(Stored dataset items)
== Segment start ==

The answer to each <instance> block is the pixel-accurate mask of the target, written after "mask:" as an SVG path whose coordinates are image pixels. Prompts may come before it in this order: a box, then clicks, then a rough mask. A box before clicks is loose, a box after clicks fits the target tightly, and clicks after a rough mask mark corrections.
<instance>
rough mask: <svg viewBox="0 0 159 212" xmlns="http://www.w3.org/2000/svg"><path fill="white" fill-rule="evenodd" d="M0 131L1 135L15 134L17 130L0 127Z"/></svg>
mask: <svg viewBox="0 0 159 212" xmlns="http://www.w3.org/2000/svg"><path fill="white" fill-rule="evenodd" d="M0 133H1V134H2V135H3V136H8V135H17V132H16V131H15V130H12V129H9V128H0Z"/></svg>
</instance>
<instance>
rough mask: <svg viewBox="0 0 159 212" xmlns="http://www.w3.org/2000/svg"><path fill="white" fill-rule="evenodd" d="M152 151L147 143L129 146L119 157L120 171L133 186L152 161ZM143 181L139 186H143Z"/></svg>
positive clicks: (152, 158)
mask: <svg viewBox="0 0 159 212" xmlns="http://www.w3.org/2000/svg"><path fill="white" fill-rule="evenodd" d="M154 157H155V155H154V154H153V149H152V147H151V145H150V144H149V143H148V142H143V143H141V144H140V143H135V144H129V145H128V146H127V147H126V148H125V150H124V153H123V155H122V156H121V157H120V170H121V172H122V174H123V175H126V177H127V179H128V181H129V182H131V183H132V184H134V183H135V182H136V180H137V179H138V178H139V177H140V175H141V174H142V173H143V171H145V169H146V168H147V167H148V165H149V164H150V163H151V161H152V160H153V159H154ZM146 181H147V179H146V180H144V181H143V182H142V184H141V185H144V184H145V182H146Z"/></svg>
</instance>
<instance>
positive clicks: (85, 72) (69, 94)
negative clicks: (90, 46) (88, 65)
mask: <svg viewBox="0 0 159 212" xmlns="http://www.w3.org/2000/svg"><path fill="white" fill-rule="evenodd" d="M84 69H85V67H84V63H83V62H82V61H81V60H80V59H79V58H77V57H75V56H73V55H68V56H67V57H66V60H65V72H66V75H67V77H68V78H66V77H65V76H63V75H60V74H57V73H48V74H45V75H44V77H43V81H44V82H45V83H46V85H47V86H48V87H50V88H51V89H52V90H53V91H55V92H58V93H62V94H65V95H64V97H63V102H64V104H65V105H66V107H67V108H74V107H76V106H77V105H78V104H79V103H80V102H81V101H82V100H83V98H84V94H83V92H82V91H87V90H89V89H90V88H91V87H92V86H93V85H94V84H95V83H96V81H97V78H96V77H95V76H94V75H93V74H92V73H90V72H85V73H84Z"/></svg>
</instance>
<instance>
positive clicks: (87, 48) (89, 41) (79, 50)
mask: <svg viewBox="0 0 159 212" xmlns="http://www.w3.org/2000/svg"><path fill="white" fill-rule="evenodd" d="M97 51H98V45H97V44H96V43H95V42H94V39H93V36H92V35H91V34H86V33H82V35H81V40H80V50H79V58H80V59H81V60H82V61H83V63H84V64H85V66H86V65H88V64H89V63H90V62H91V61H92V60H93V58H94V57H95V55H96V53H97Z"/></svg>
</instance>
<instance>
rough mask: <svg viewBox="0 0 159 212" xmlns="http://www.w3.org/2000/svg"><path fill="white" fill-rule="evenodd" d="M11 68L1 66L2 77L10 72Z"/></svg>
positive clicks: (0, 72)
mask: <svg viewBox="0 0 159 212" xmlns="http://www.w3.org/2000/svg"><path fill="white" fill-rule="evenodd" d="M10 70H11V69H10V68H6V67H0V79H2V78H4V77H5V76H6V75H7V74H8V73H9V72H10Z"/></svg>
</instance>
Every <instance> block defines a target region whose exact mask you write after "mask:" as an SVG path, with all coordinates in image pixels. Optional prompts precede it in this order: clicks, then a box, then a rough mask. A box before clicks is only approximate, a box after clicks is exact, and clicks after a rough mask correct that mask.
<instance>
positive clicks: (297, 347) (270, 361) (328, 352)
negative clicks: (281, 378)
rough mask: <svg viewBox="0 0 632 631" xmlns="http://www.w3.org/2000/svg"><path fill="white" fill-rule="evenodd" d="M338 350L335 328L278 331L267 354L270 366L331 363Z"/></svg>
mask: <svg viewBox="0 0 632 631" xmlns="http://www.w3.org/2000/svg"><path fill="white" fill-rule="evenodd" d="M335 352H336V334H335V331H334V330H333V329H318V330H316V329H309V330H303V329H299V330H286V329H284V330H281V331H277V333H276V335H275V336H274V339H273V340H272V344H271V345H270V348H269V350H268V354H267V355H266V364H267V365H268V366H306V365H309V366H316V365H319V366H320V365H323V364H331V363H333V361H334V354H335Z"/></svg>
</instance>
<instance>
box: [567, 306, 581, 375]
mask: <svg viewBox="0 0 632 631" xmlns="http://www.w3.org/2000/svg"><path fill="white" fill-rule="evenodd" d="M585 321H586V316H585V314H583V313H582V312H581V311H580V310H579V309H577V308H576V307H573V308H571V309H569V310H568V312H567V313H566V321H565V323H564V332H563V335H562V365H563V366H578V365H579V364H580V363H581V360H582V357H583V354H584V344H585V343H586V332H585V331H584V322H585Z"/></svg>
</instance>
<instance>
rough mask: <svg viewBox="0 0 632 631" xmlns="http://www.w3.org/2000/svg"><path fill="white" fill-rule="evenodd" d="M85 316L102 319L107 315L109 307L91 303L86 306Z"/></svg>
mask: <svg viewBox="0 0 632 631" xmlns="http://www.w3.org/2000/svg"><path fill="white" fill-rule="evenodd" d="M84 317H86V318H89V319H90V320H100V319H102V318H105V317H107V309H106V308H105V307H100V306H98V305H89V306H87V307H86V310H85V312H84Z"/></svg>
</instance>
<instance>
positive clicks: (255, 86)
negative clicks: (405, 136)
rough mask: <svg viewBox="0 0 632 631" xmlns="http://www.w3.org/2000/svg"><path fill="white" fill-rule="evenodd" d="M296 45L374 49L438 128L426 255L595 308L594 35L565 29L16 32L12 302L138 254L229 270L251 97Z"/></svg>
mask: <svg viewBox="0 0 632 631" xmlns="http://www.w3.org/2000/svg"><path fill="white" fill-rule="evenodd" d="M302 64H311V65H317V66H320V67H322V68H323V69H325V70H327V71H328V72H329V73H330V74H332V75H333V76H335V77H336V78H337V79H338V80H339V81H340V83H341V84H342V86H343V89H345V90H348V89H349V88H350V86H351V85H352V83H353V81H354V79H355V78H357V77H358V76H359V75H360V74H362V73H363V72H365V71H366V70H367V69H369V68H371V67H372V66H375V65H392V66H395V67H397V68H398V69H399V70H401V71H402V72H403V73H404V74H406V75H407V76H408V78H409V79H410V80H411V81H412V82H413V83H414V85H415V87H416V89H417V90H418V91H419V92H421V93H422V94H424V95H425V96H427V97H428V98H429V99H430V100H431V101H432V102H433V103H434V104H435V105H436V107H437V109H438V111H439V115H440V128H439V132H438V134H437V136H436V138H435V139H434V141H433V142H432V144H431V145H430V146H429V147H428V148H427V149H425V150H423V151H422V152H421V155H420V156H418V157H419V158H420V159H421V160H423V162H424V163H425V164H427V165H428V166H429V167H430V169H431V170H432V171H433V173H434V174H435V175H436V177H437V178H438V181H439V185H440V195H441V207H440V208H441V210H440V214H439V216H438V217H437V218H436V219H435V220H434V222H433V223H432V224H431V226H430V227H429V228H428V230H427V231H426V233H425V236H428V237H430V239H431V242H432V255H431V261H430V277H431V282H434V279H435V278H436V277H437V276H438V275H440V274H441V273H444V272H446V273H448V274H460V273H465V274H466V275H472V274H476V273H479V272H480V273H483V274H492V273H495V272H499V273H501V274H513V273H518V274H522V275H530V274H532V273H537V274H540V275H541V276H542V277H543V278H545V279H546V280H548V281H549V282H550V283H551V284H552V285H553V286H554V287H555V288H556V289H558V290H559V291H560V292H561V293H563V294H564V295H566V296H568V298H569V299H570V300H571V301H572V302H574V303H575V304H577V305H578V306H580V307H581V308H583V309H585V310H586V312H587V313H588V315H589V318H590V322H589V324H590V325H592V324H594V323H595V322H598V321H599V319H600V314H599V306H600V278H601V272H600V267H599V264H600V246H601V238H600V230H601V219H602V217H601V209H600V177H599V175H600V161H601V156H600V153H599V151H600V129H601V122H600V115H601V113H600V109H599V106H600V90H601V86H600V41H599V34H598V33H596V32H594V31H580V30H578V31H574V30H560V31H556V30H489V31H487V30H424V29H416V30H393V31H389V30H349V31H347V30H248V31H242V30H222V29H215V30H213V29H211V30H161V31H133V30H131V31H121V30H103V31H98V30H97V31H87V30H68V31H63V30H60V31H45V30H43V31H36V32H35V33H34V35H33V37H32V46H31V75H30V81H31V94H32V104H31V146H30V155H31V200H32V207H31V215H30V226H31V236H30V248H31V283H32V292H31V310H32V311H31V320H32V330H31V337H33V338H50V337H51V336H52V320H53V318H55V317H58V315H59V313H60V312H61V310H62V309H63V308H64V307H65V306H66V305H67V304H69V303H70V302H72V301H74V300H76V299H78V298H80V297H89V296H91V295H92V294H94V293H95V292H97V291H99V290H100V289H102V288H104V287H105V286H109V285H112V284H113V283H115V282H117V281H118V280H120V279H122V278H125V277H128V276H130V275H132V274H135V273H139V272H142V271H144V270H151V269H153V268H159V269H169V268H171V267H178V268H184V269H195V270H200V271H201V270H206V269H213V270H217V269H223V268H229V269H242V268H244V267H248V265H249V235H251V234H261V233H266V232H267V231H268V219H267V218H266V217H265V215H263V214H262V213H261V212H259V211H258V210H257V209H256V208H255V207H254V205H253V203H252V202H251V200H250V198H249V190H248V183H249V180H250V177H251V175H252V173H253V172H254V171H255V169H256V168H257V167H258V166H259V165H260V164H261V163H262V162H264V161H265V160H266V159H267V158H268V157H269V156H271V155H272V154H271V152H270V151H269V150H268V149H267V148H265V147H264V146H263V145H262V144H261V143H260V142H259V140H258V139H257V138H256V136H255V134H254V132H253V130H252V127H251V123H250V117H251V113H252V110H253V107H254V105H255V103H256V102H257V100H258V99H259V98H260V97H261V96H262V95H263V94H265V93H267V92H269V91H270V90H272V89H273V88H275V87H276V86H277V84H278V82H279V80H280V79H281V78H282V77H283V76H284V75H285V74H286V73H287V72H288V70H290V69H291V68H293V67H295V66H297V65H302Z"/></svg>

== Segment end ==

Count the lines of the entries above that contain the string "negative", and reply with the number alone.

RESPONSE:
3